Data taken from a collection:
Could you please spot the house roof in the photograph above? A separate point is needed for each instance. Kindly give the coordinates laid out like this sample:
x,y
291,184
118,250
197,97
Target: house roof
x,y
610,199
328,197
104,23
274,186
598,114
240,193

EXERCISE TASK - Turn every line of the material above into an item of a numbered list, leaving out any blank lines.

TASK RESPONSE -
1. Could you please spot the house roof in the photograph above? A separate point is needed for each instance. Kindly give the coordinates laid out like this sample:
2. x,y
3. 291,184
4. 118,250
5. 197,97
6. Target: house roof
7. x,y
8. 610,199
9. 328,197
10. 104,23
11. 274,186
12. 598,114
13. 240,193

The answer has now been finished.